● Given text:

---+---

If participants are used to working with an assistant or interpreter, they should be involved in the tests too, exactly how they would be if the participant was using your service outside of a test. Be prepared to pay for their time, too.
Standardized questionnaires like the system usability scale (SUS) are meant to provide comparable, numerical information about how usable participants find your system. This can be useful to compare results, or track progress over time. In my particular work, I've found them to be of limited use, so I'd suggest not placing too much weight on the numerical results, compared to the factors you can observe.

What can you learn?

As I approached the end of my time, I wanted to focus briefly on things you can learn. These are examples of things I've observed from moderating or observing tests, but, as I highlighted earlier, my experiences might not match yours. Rather than incorporating my findings into the next thing you design or develop, treat these as inspiration for your own tests - what do you want to discover about your own projects and users?

Four examples of required fields: One where all fields are required, one where the field is explicitly labelled with "(required)", one where the optional fields are marked and one where the field is marked with a red asterisk.

Between several tests, I've seen at least four different approaches to indicating which fields are required. In every case, at least one participant accidentally misses at least one field. I've made peace with this. In the world of distractions, constant rushing and unending deadlines, maybe it's unfair to expect any design alone to prevent accidental field skipping. Let' show them clearly and consistently, but let's make sure our validation is solid, too.

A telephone number field with five different validation messages; invalid, your input is invalid, this isn't a valid phone number, this phone number seems wrong and this phone number is too short - it should be at least eight digits long.

Speaking of validation, one pattern I have seen is that more explicit error messages make users much quicker fixing issues. Some participants see a vague error message and initially object, suggesting this is actually a bug. When the error message explains not just that the value is wrong but why the software knows it's wrong, they tend to figure it out right away.

An interface including a list of key-value pairs (policy number, valid, kilometer limit, own liability) and a big call-to-action box labelled "more information abut your policy".

My final example concerns user elements which distract users, especially because their purpose is unclear. Users testing this interface were asked to find the end date of their policy. Most seemed to scan the labels of the key-value pairs, then a lot opened the policy document. The policy document was a long, 30+ page PDF, and none of the content was about this specific policy, just heavy legal copy. Some scrolled through the whole PDF.

An improved version of the previous interface. There are now subheadings, "About your policy" and "Documents". The "valid" item has been split into two items, "start date" and "end date", and the policy document link is now a text link including "(PDF, 21 pages)".

The "improved" version of the page, at least from the users who tested it, includes no key-value pair items which are actually two values, and a much better description of where the policy document link will take you. Participants were now much less likely to get stuck scrolling through a big PDF.

In conclusion

Let’s aim to build usable, enjoyable experiences, not just accessible ones.
You can learn how to meet certain WCAG guidelines - sometimes there are multiple conformant approaches, try to discover from your own users whether one suits them better than the others.
Create your own guidelines based on what works for your users - don't be afraid to exceed WCAG.

---+---

● Study questions:
1 - According to the usability testing text, how many different approaches to indicating required fields has the author seen across several tests?
2 - Condense the paragraph of the usability testing text that begins "My final example concerns" into a short bulleted list that keeps its main facts.

Point localization data:
---+---

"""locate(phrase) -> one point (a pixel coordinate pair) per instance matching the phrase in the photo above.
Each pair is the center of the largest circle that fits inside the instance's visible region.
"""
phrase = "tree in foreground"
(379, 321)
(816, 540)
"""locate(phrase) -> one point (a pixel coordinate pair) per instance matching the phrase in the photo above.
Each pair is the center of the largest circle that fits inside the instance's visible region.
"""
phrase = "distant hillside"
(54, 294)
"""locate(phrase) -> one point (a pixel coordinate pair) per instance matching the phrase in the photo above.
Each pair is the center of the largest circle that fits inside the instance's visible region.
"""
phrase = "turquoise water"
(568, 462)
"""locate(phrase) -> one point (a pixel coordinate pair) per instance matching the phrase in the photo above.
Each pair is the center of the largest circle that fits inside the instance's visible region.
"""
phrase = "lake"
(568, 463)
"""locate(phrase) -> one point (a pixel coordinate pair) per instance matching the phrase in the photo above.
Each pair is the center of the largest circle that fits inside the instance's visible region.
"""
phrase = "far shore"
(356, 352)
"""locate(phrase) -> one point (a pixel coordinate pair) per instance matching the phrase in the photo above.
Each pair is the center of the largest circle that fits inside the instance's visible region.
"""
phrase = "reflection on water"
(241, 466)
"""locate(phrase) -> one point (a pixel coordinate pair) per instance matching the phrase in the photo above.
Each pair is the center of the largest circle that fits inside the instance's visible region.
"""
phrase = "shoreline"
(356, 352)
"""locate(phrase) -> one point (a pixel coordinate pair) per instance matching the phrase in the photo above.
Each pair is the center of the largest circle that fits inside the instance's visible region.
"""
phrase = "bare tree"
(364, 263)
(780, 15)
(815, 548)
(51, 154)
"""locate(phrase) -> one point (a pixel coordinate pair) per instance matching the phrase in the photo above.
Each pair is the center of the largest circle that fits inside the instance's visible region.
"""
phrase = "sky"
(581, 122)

---+---

● Responses in order:
1 - At least four.

2 -
- The example concerns elements that distract users, especially when their purpose is unclear.
- Participants were asked to find the end date of their policy.
- Most scanned the labels of the key-value pairs, and many then opened the policy document.
- The document was a PDF of more than 30 pages with heavy legal copy and nothing about the specific policy.
- Some participants scrolled through the whole PDF.